◆ **TASK OBJECTIVE**
Nothing but the data itself, reproduced exactly, is the expected answer.

(RECORDS begins)

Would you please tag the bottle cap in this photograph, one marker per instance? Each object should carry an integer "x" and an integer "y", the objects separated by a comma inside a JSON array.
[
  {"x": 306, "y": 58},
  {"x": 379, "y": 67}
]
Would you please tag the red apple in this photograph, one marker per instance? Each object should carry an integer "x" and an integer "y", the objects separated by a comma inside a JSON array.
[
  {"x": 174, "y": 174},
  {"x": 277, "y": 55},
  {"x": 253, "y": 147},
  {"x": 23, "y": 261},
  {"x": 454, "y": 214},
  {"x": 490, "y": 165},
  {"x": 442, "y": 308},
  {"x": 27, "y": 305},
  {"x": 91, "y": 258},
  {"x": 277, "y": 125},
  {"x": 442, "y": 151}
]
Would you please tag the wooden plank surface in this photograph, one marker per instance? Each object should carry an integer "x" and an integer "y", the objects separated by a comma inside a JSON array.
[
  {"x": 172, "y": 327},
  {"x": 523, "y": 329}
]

(RECORDS ends)

◆ **ANSWER FOR THIS EXERCISE**
Would you please tag the bottle cap in this photograph, one marker per instance? Each object should carry an integer "x" and an integer "y", the objects separated by a comma inside a JSON array.
[
  {"x": 306, "y": 58},
  {"x": 379, "y": 67}
]
Would you please tag the red apple in this photograph, one marker per instance? Each object should carry an integer "x" and an integer "y", the objects separated by a comma inside a JSON array.
[
  {"x": 174, "y": 174},
  {"x": 277, "y": 55},
  {"x": 253, "y": 147},
  {"x": 23, "y": 261},
  {"x": 454, "y": 214},
  {"x": 490, "y": 165},
  {"x": 442, "y": 308},
  {"x": 27, "y": 305},
  {"x": 91, "y": 258},
  {"x": 277, "y": 125},
  {"x": 442, "y": 151}
]
Would you please tag the wooden plank surface in this photograph, one marker per instance? Each object should carry an integer "x" and an integer "y", the objects separated by a comma inside a JSON array.
[
  {"x": 172, "y": 327},
  {"x": 523, "y": 329}
]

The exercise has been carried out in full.